◆ **VORGEGEBENER TEXT**
__________

Erinnerungen an den 3. Oktober 1990: „Die Deutschen wurden wiedervereinigt - wir gespalten“

Sie waren Anhänger der Perestroika und erlebten den Mauerfall in Deutschland. Wie ein sowjetischer Soldat und eine Moskauer Bürgerrechtlerin die Wende erinnern.

Von Rebecca Barth

Als Alexander Blinow 1993 das erste Mal seit Langem wieder russischen Boden betritt, erkennt er sein Land nicht wieder. So vieles scheint plötzlich möglich: Die Menschen handeln mit allem, was sie in die Finger bekommen. Neoliberale Berater aus Amerika unterziehen das Wirtschaftssystem einer Schocktherapie, die wenige Leute sehr reich und viele Menschen sehr arm machen würde. Hoffnungslosigkeit paart sich mit Brutalität. Selten war es einfacher, einen Menschen für ein paar Rubel um die Ecke zu bringen – ohne Konsequenzen fürchten zu müssen.

__________

◆ **ÜBUNGSAUFGABEN**
a) Stimmen diese Aussagen mit dem Text über die Erinnerungen an den 3. Oktober 1990 überein? Antworte bei jeder mit Ja oder Nein und zitiere die Worte aus dem Text, die das entscheiden: (i) Alexander Blinow ist 1993 zum ersten Mal seit Langem wieder in Russland. (ii) Die Berater für die Wirtschaft kamen aus Frankreich. (iii) Blinow erkennt sein Land sofort wieder.
b) Schreib den Text über die Erinnerungen an den 3. Oktober 1990 nach seinem letzten Satz weiter.

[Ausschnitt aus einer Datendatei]
__________

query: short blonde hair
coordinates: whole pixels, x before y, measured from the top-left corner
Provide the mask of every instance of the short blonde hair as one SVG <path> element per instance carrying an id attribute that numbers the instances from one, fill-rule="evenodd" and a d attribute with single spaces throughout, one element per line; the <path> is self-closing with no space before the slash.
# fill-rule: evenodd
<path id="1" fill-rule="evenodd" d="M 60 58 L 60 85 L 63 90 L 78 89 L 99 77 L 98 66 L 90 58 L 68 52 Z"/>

__________

◆ **GEORDNETE ANTWORTEN**
a)
(i) Ja: „Als Alexander Blinow 1993 das erste Mal seit Langem wieder russischen Boden betritt“
(ii) Nein: „Neoliberale Berater aus Amerika“
(iii) Nein: „erkennt er sein Land nicht wieder“

b)
In dieses Land kehrt der 26-jährige Soldat Blinow zurück, wobei von Heimkehr keine Rede sein kann. Als einer von gut einer halben Million sowjetischer Armeeangehöriger in Deutschland sollte er nach dem Fall der Berliner Mauer zügig das Land verlassen. Aus der einstigen Besatzungsmacht war über Nacht ein von den Deutschen geduldeter Gast geworden. 160.000 Soldaten und deren Familien mussten jedes Jahr abziehen, dazu tonnenweise Technik. Die größte Militäroperation in Friedenszeiten, sie war schlecht vorbereitet. Und so steht Blinow 1993 mit Frau und Kind in Moskau am Bahnhof und weiß nicht, wo er übernachten soll.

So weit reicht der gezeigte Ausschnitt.